> _QUELLTEXT_
Im Flug über Anatolien kam es wie eine Anmutung aus einer anderen
Zivilisation an, die Nachricht im Daily Star/Hürriyet, Istanbul, an marginaler
Stelle auf wenig Platz, aber in lesbarem Englisch: Ein gültiges Todesurteil war
gegen Ashraf Fayadh, den Dichter aus Palästina, verhängt worden, ein Dichter war
zur Exekution mit dem Krummschwert freigegeben, in Riyadh, Königreich Saudi
Arabien, der Hauptstadt eines sagenumwobenen Landes.
Wir Deutschen, die wir im romantischen Wahn von einer Kulturweltmacht forttaumeln,
haben unseren Orient in den abstrakten Konstruktionen des Surrealismus
verinnerlicht. Was bedarf es da noch des eigenen wirklichen Hinsehens. Von den sich
ausweitenden Sanddünen des Hejaz schwelgten wir einst mit dem Dichter Abu Ala
al-Ma’arri in der Vorstellung von göttlicher Kraft über dem sich ausdehnenden Frauenrücken.

> _AUFGABE_
Zähle alle Personennamen und alle Städtenamen auf, die im Quelltext vorkommen. Die Zeilen haben mit dem Quelltext nichts zu tun.

> _MATERIAL_
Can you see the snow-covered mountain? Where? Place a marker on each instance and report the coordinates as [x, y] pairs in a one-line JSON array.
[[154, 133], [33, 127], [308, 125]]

> _LÖSUNG_
Personen: Ashraf Fayadh, Abu Ala al-Ma’arri
Städte: Istanbul, Riyadh